> Brief: A faithful copy of every entry, with the pictures removed, is what is needed here.

[Record set Boundary: Start]

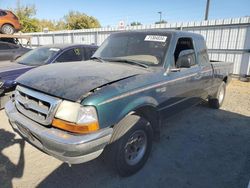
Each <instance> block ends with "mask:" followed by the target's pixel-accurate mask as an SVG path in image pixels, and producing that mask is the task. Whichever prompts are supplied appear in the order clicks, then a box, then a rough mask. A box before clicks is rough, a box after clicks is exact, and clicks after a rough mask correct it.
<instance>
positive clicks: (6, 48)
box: [0, 43, 11, 50]
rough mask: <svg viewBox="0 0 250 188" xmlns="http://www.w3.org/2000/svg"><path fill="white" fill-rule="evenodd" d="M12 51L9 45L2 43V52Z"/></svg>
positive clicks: (0, 46) (4, 43) (0, 45)
mask: <svg viewBox="0 0 250 188" xmlns="http://www.w3.org/2000/svg"><path fill="white" fill-rule="evenodd" d="M9 49H11V48H10V46H9V45H8V44H5V43H0V50H9Z"/></svg>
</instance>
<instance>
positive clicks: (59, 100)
mask: <svg viewBox="0 0 250 188" xmlns="http://www.w3.org/2000/svg"><path fill="white" fill-rule="evenodd" d="M60 102H61V100H60V99H58V98H56V97H52V96H49V95H46V94H43V93H40V92H37V91H34V90H31V89H28V88H25V87H21V86H17V88H16V92H15V104H16V108H17V109H18V111H19V112H20V113H22V114H23V115H25V116H26V117H28V118H30V119H32V120H34V121H36V122H38V123H41V124H43V125H50V124H51V122H52V120H53V117H54V114H55V111H56V108H57V107H58V105H59V103H60Z"/></svg>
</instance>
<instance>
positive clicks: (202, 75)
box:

[Record set Boundary: End]

> Expected answer:
Each <instance> block ends with "mask:" followed by the target's pixel-accurate mask as an SVG path in image pixels, and producing that mask is the task. Whichever prompts are supplied appear in the order clicks, then a box, then a rough mask. A box before clicks is rough, a box after clicks is exact, and clicks after a rough mask correct it.
<instance>
positive clicks: (6, 48)
box: [0, 43, 11, 50]
rough mask: <svg viewBox="0 0 250 188" xmlns="http://www.w3.org/2000/svg"><path fill="white" fill-rule="evenodd" d="M12 51L9 45L2 43V52Z"/></svg>
positive clicks: (0, 46) (4, 43) (0, 45)
mask: <svg viewBox="0 0 250 188" xmlns="http://www.w3.org/2000/svg"><path fill="white" fill-rule="evenodd" d="M9 49H11V48H10V46H9V45H8V44H5V43H0V50H9Z"/></svg>
</instance>
<instance>
positive clicks: (59, 100)
mask: <svg viewBox="0 0 250 188" xmlns="http://www.w3.org/2000/svg"><path fill="white" fill-rule="evenodd" d="M60 102H61V100H60V99H58V98H56V97H52V96H49V95H46V94H43V93H40V92H37V91H34V90H31V89H28V88H25V87H21V86H17V88H16V92H15V104H16V108H17V109H18V111H19V112H20V113H22V114H23V115H25V116H26V117H28V118H30V119H32V120H34V121H36V122H38V123H41V124H43V125H50V124H51V122H52V120H53V117H54V114H55V111H56V108H57V107H58V105H59V103H60Z"/></svg>
</instance>
<instance>
positive clicks: (202, 75)
box:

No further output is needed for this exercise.